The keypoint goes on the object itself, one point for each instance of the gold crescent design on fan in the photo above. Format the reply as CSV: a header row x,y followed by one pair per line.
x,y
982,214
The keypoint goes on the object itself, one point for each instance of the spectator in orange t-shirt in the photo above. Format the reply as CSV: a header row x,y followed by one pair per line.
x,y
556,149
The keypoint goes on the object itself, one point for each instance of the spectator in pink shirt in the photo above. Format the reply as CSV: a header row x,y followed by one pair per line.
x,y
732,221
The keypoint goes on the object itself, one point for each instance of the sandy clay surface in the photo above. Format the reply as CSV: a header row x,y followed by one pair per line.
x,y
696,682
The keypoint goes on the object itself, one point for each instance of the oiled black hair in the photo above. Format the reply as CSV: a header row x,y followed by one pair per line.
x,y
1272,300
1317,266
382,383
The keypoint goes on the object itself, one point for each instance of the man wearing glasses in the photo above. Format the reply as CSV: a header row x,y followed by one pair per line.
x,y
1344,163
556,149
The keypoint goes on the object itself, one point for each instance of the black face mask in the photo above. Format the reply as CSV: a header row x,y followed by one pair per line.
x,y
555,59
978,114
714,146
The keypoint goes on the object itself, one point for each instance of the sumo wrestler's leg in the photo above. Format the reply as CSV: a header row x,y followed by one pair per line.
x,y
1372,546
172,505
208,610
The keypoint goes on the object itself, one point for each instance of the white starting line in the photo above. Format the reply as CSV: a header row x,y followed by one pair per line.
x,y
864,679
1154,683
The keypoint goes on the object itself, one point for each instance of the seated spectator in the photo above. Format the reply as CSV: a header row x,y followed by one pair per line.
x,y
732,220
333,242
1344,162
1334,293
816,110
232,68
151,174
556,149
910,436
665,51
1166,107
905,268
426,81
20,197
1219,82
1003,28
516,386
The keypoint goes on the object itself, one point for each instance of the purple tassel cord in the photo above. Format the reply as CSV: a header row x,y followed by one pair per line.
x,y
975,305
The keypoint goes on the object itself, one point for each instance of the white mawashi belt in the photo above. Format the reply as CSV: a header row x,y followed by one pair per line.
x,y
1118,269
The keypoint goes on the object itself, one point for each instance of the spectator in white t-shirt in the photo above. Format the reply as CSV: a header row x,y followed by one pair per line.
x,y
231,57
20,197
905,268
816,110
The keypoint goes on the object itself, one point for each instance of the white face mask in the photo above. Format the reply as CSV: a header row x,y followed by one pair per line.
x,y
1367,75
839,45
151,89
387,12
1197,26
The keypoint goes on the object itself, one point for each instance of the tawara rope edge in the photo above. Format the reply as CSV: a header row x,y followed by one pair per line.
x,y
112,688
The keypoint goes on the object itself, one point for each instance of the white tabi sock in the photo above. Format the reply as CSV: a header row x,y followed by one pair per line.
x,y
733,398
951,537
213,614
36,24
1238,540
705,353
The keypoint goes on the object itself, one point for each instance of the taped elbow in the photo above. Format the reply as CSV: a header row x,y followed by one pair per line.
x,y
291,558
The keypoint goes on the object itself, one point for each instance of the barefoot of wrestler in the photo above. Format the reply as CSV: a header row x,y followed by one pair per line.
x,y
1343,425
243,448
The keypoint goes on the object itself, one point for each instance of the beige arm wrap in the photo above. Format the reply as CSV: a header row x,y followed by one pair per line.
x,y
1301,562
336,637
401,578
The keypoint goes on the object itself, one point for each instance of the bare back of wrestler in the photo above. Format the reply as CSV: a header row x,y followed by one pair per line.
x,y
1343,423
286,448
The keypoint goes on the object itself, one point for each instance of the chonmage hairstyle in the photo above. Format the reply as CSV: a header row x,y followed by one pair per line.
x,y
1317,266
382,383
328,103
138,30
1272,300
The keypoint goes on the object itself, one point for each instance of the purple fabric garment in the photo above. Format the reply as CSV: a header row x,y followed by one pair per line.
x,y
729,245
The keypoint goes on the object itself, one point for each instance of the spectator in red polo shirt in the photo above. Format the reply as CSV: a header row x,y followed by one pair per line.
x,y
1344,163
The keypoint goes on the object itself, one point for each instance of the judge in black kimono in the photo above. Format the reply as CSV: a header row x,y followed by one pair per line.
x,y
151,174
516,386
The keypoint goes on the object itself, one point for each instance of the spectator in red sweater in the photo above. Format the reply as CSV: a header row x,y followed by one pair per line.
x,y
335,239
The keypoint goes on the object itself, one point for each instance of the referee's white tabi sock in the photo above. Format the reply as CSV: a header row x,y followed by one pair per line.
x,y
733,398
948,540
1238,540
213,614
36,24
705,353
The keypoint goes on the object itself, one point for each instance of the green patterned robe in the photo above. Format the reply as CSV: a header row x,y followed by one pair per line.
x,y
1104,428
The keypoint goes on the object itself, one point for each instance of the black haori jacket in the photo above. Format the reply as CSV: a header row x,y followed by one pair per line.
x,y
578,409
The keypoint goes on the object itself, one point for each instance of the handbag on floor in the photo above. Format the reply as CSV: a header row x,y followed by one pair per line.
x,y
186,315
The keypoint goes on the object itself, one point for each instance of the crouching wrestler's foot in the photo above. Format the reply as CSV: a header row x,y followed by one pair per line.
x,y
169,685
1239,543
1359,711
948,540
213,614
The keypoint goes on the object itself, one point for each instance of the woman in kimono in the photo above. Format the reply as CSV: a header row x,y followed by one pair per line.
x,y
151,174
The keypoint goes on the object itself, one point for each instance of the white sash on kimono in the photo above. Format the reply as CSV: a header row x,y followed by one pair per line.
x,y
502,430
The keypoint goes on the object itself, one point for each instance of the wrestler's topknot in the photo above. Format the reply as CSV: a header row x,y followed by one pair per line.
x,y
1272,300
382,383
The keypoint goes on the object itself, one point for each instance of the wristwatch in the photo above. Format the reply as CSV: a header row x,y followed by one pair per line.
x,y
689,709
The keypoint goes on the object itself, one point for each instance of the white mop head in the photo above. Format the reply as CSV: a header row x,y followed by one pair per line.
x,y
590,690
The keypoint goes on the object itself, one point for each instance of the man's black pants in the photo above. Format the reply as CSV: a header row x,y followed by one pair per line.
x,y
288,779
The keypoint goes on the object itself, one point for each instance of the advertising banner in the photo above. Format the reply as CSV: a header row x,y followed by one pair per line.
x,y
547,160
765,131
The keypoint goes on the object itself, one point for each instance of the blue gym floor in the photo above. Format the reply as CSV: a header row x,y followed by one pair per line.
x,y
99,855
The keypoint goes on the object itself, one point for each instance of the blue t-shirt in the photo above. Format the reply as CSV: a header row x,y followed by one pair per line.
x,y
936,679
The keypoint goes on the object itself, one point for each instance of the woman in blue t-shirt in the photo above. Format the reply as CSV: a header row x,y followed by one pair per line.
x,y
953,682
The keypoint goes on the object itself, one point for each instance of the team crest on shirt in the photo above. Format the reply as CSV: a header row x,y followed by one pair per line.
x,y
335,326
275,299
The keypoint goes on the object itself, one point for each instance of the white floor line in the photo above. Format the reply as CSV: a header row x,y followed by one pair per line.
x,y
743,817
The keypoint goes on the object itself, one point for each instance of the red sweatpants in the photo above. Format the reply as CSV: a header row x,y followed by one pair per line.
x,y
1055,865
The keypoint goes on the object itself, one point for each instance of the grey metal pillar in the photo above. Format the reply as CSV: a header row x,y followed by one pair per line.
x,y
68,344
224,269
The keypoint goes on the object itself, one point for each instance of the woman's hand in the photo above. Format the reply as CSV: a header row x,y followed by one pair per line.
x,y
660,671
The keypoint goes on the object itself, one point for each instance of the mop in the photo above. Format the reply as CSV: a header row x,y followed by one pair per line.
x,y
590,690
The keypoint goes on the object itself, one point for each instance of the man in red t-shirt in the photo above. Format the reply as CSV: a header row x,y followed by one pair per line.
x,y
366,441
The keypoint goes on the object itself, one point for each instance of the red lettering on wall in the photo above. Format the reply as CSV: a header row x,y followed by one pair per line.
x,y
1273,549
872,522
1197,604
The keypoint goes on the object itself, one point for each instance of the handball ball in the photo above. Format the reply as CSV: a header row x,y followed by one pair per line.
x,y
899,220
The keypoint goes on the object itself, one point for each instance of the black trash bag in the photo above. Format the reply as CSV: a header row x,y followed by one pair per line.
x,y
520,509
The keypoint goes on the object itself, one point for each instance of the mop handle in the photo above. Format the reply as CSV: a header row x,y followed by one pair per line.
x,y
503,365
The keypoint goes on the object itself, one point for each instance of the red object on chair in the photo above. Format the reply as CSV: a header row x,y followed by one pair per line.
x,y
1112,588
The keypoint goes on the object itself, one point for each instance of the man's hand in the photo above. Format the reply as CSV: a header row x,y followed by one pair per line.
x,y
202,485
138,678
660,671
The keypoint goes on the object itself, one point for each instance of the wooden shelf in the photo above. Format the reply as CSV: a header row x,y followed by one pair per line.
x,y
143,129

· · · ·

■ WRITTEN TASK
Copy only this span: the line that contains "the mop handle", the last line, and every line between them.

■ EXERCISE SOLUTION
The keypoint goes on the object itself, one point for each instance of the mop handle in the photo above. Format the reply as CSV: a header row x,y followed by one pair per line.
x,y
503,365
The keypoint goes on the object itself, one point for each instance of the red object on chair in the photo above. Format the reply as CSV: a header row x,y followed by one pair per line.
x,y
1112,588
The keypoint goes on the object itself, one point for each instance of the man's hand in the photo above. Format the reply as CSV: a header row x,y followed by one pair per line.
x,y
202,485
138,678
660,671
The keypoint goes on the object itself, one point for each instance of the wooden shelf in the photo above. Format the reply as CSV: a header row x,y followed by one pair per line.
x,y
143,129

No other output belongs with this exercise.